%%

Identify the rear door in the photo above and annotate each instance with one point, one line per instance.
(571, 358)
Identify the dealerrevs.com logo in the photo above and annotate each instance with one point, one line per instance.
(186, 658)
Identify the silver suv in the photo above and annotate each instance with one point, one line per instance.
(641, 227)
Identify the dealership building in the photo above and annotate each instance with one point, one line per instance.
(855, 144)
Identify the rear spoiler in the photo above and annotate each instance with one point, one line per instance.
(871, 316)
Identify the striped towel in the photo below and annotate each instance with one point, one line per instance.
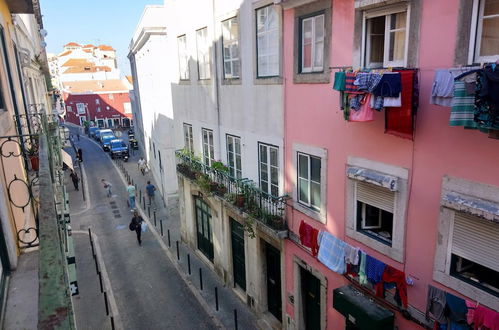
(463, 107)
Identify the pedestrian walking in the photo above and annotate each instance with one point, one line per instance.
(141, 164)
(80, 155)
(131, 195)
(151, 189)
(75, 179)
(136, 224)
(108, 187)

%%
%%

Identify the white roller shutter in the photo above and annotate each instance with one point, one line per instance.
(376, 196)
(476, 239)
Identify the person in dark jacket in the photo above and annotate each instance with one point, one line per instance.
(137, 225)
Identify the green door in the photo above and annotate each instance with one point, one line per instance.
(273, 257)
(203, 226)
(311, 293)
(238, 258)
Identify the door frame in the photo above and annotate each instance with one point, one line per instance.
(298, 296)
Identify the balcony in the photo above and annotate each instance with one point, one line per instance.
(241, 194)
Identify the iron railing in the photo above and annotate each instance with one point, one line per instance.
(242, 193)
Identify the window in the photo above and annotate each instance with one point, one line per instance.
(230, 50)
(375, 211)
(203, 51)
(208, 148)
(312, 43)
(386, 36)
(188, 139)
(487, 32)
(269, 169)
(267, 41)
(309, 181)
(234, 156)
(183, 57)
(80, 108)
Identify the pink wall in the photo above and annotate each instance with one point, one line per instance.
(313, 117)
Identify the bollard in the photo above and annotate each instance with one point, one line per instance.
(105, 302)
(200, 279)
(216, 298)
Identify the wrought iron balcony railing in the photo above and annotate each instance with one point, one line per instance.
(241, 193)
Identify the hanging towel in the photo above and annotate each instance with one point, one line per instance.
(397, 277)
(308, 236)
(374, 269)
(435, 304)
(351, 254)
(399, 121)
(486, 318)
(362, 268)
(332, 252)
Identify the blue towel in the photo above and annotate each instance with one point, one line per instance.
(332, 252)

%%

- TASK BRIEF
How many lines in the material above contain the string "door"? Case counts. Reply with the number alone.

- WRITTEN REPLY
3